▶ Material for the task:
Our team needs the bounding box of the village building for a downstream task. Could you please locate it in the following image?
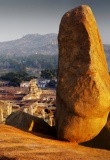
[37,79,50,88]
[0,81,10,87]
[20,81,30,88]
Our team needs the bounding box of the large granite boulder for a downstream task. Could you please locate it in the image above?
[55,5,110,143]
[6,111,55,136]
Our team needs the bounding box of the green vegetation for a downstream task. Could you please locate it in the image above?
[0,71,34,86]
[0,68,57,87]
[0,54,58,72]
[0,54,58,87]
[41,69,57,79]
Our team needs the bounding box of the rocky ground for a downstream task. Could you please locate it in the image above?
[0,124,110,160]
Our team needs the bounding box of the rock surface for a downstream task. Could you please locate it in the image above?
[0,124,110,160]
[55,5,110,143]
[5,110,55,136]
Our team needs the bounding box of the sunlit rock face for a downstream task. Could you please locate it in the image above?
[55,5,110,143]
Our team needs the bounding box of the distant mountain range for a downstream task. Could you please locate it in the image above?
[0,33,58,56]
[0,33,110,70]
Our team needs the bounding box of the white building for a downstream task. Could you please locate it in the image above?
[20,81,30,88]
[37,79,50,88]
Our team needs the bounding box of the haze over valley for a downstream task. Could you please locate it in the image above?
[0,33,110,72]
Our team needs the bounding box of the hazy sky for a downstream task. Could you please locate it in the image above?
[0,0,109,43]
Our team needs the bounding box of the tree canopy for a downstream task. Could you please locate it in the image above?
[0,71,34,86]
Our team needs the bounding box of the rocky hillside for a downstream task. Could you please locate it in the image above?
[0,34,110,70]
[0,33,58,56]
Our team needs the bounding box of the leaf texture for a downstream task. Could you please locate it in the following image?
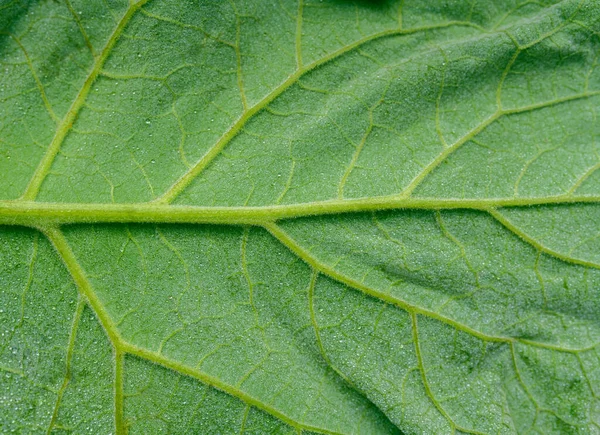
[1,0,600,434]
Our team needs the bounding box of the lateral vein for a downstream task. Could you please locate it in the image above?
[42,226,123,346]
[119,341,345,435]
[264,222,594,354]
[21,0,149,201]
[488,209,600,270]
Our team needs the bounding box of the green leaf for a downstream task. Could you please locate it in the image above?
[1,0,599,433]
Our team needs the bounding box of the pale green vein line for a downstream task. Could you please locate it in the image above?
[509,342,541,421]
[265,222,594,354]
[576,353,598,400]
[2,195,600,226]
[65,0,96,57]
[239,404,250,435]
[436,211,480,286]
[4,32,58,122]
[138,9,235,48]
[402,91,600,197]
[21,0,149,200]
[42,226,123,346]
[295,0,304,69]
[241,227,264,335]
[488,209,600,270]
[308,270,332,367]
[46,298,85,435]
[337,79,390,199]
[514,145,561,197]
[120,342,345,435]
[401,110,500,197]
[514,341,580,427]
[276,160,296,204]
[234,9,248,111]
[496,44,520,109]
[156,228,191,306]
[569,160,600,194]
[502,91,600,115]
[307,270,392,423]
[0,231,37,356]
[514,0,583,51]
[265,222,507,344]
[518,338,599,353]
[337,122,374,199]
[307,270,365,393]
[0,365,24,377]
[411,313,485,435]
[156,20,485,204]
[435,49,449,148]
[0,364,59,397]
[492,1,543,31]
[115,349,125,435]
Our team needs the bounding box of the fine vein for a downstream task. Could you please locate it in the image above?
[411,313,485,435]
[45,298,85,435]
[400,91,600,198]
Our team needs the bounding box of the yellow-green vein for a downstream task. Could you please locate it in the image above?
[411,313,486,435]
[489,208,600,270]
[42,226,124,345]
[21,0,149,200]
[264,222,595,354]
[401,91,600,198]
[45,298,85,435]
[120,342,345,435]
[4,32,58,122]
[2,195,600,226]
[41,226,349,434]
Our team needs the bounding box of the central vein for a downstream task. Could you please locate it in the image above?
[1,195,598,226]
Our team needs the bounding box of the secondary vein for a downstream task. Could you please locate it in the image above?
[21,0,149,201]
[264,222,595,354]
[118,342,345,435]
[42,226,124,346]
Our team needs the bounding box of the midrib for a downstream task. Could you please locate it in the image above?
[1,195,599,226]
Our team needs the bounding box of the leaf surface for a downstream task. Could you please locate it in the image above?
[1,0,600,433]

▶ Task statement: The entries above, without their pictures, should be written out exactly.

▶ Result:
Our team needs the bounding box of the village building for a downstream task. Could you please locate it in the following image?
[37,79,50,88]
[0,81,10,87]
[20,81,30,88]
Our team needs the bounding box of the large granite boulder for a downstream task. Could you please locate it in the image above?
[55,5,110,143]
[6,111,55,136]
Our team needs the bounding box of the green vegetation for a downstream task. Could you please locate it in the image above?
[0,71,34,86]
[0,68,57,87]
[0,54,58,72]
[0,54,58,87]
[41,69,57,79]
Our team needs the bounding box of the rocky ground for a downstream task. Could you please locate it in the image above?
[0,124,110,160]
Our team needs the bounding box of the rock surface for a downstream task. Could you please locate it in the image above?
[0,124,110,160]
[55,5,110,143]
[5,110,55,136]
Our team needs the bounding box of the sunlit rock face for a downstream task. Could you please locate it in the image above?
[55,5,110,143]
Our team needs the bounding box of the distant mountain range for a downstream task. Could you please locate it in the image above?
[0,33,58,56]
[0,33,110,70]
Our team needs the bounding box of the white building for a downstream task. Could you please locate it in the image above?
[20,81,30,88]
[37,79,50,88]
Our team needs the bounding box of the haze over valley for a downstream task. Could you please locate it in the image above?
[0,33,110,72]
Our team needs the bounding box of the hazy sky for a downstream task. Could you please locate it in the image above?
[0,0,109,43]
Our team needs the bounding box of the tree canopy for a downstream task. Could you please locate it in the image above?
[0,71,34,86]
Our team needs the bounding box of the rocky hillside for a downstream task. Could you please locate it in the image above?
[0,34,110,70]
[0,33,58,56]
Our team needs the bounding box of the leaf texture for a downstream task. Could you please locate it in the following image?
[1,0,600,434]
Our team needs the bounding box of the lateral vein for a downstream task. Could you please locate it in the image above?
[42,226,123,346]
[119,341,345,435]
[264,222,594,354]
[21,0,149,201]
[488,209,600,270]
Our team needs the bounding box of the green leaf for a downstream task. Could you please locate it in the image above?
[1,0,599,433]
Our team needs the bounding box of the pale green vein line for a downstream task. Could you please locate it in the image above?
[509,342,541,421]
[265,222,594,354]
[576,353,598,400]
[2,195,600,226]
[65,0,96,57]
[239,404,250,435]
[436,211,480,286]
[4,32,58,122]
[138,9,235,48]
[402,91,600,197]
[21,0,149,200]
[42,226,123,346]
[295,0,304,69]
[241,227,264,335]
[488,209,600,270]
[308,270,332,367]
[46,298,85,435]
[337,79,390,199]
[514,145,561,197]
[120,342,345,435]
[401,110,500,197]
[514,341,580,427]
[276,160,296,204]
[234,9,248,111]
[496,44,520,109]
[156,228,191,306]
[569,160,600,194]
[502,91,600,115]
[307,270,392,423]
[0,231,37,356]
[514,0,583,51]
[265,222,507,344]
[518,338,599,353]
[337,122,374,199]
[307,270,365,393]
[0,365,24,377]
[411,313,485,435]
[156,20,485,204]
[435,49,449,148]
[0,364,59,397]
[492,1,543,31]
[115,349,125,435]
Our team needs the bounding box of the fine vein for a downstream task. Could you please locate it in the image above?
[411,313,485,435]
[45,298,85,435]
[400,91,600,198]
Our team needs the bounding box of the yellow-green vein for a downstream task. Could you please locate it in the image above?
[411,313,486,435]
[489,208,600,270]
[42,226,124,345]
[21,0,149,200]
[264,222,595,354]
[401,91,600,198]
[45,298,85,435]
[120,342,345,435]
[4,32,58,122]
[2,195,600,226]
[41,226,349,434]
Our team needs the bounding box of the central vein for a downstream task. Could you please locate it in the image above?
[1,195,598,226]
Our team needs the bounding box of the secondary vein for a downstream task. Could you please locate it in the image above?
[21,0,149,201]
[264,222,595,354]
[118,342,345,435]
[42,226,124,346]
Our team needs the bounding box of the midrib for a downstream task. Could you please locate it in the image above?
[1,195,599,226]
Our team needs the bounding box of the leaf surface for a downstream task. Could you please locate it in the image above?
[1,0,600,433]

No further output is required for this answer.